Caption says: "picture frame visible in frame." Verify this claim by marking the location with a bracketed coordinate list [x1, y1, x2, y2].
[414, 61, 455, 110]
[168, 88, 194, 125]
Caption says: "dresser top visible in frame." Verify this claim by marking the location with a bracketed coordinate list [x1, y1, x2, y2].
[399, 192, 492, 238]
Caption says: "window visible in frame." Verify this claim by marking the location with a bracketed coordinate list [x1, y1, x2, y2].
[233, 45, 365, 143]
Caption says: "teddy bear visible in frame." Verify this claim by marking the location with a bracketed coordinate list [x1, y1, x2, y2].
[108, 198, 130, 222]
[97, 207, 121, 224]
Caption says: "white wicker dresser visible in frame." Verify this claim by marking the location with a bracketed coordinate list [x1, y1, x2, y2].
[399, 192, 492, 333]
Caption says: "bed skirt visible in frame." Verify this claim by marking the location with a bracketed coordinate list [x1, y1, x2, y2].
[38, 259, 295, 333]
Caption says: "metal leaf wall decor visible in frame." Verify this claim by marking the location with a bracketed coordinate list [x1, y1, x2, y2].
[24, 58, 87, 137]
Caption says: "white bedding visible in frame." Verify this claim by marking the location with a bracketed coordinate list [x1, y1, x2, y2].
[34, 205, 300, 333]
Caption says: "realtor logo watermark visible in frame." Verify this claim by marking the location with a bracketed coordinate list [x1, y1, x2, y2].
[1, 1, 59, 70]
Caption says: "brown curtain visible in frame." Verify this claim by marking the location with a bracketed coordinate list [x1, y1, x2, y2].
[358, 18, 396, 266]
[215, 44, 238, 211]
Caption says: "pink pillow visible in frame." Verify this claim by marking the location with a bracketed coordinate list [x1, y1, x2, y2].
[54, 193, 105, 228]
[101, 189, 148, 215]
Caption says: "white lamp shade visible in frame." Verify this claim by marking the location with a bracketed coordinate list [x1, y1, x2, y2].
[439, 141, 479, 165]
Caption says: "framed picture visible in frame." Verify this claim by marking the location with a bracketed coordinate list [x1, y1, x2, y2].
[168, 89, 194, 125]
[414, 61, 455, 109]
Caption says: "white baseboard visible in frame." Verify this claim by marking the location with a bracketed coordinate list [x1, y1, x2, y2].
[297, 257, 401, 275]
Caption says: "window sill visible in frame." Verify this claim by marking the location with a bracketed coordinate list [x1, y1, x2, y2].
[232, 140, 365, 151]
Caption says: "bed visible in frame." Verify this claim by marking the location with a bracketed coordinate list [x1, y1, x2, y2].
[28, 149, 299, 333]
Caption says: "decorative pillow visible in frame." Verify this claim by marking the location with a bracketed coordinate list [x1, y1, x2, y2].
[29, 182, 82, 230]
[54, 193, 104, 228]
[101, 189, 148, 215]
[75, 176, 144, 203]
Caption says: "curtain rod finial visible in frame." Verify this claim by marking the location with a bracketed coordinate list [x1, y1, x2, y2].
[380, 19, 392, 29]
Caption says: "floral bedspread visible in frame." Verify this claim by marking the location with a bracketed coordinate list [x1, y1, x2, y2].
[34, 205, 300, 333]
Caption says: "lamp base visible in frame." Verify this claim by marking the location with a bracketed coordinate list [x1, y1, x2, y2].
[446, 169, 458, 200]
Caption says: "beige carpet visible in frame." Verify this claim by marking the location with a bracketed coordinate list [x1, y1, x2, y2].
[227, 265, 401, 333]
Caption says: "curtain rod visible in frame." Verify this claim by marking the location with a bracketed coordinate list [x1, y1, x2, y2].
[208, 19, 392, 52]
--------------------------------------------------
• [Work to do] Rewrite all the records above with every "Verify" changed to "Confirm", keeping everything else the same.

• [Written response]
Caption says: "picture frame visible in frame." Confirm this claim by marking the location with a bracketed coordinate list [x1, y1, x2, y2].
[414, 61, 455, 110]
[168, 88, 194, 125]
Caption says: "dresser top visible in frame." Confirm this claim by marking the location with a bracketed coordinate list [x1, y1, x2, y2].
[399, 192, 492, 238]
Caption says: "window visible in frame." Confirm this claim by marking the location with a bracketed coordinate list [x1, y1, x2, y2].
[233, 45, 365, 143]
Caption says: "teddy bear visible in frame." Confirm this claim by marking the location with a bracketed coordinate list [x1, y1, x2, y2].
[108, 198, 130, 222]
[97, 207, 121, 224]
Caption says: "white wicker dresser visible in frame." Confirm this claim by marking the location with a bracketed coordinate list [x1, y1, x2, y2].
[399, 192, 492, 333]
Caption says: "bed skirt visible in frame." Confirm this claim by marking the location with a bracketed coordinate list [x1, y1, x2, y2].
[38, 259, 295, 333]
Caption says: "metal leaf wall decor visible in frame." Confirm this claim by marking the location with a bracketed coordinate list [x1, y1, x2, y2].
[24, 58, 87, 137]
Caption says: "white bedding visible in frame." Confirm this claim by marking the location with a bracketed coordinate list [x1, y1, x2, y2].
[34, 205, 300, 333]
Caption says: "realtor logo watermark visible in frame." Confirm this claim by marking the location with a bracketed coordinate list [x1, y1, x2, y2].
[1, 1, 59, 70]
Caption says: "brown curtain visible in frame." Confirm this claim by marking the location with a bracketed coordinate list [x1, y1, x2, y2].
[358, 18, 396, 266]
[215, 44, 238, 211]
Caption says: "pink pillow visible in frame." Confirm this claim by marking the location with a bracketed coordinate list [x1, y1, x2, y2].
[54, 193, 105, 228]
[101, 189, 148, 215]
Caption says: "white lamp shade visible in frame." Confirm this claim by marking the location with a bracketed coordinate list [x1, y1, x2, y2].
[439, 141, 479, 165]
Caption says: "framed picture visible in frame." Confirm this claim by marking the location with a bracketed coordinate list [x1, y1, x2, y2].
[168, 89, 194, 125]
[414, 61, 455, 109]
Caption says: "white baseboard visible in frame." Confirm this claim by marking the location with a bracketed coordinate list [x1, y1, x2, y2].
[297, 257, 401, 275]
Caption says: "window sill visible in frame." Confirm this claim by marking the location with a bracketed coordinate list [x1, y1, x2, y2].
[232, 140, 365, 151]
Caption says: "bed visible in frame." Confirm this claim by marking the location with a bracketed coordinate list [x1, y1, x2, y2].
[28, 149, 299, 333]
Caption says: "decorative pillow visible in frame." Confirm this claim by marking the location with a bracketed coordinate list [x1, y1, x2, y2].
[29, 182, 82, 230]
[54, 193, 104, 228]
[101, 189, 148, 215]
[75, 176, 144, 203]
Caption says: "curtain rod finial visible in frame." Confirm this claim by marking the location with a bracketed coordinate list [x1, y1, x2, y2].
[380, 19, 392, 29]
Caption says: "floral bedspread visible in frame." Confirm this claim by marking the location with a bracketed coordinate list [x1, y1, x2, y2].
[34, 205, 300, 333]
Caption says: "lamp base visible in frame." Confirm this claim by marking the location with a bracketed coordinate list [x1, y1, x2, y2].
[446, 169, 458, 200]
Caption says: "beige carpet visible in frame." Confirm this claim by marking the location with a bracketed coordinate list [x1, y1, x2, y2].
[227, 265, 401, 333]
Caption says: "curtain rod visible in frame." Confirm this claim by marking the location with a bracketed coordinate list [x1, y1, x2, y2].
[208, 19, 392, 52]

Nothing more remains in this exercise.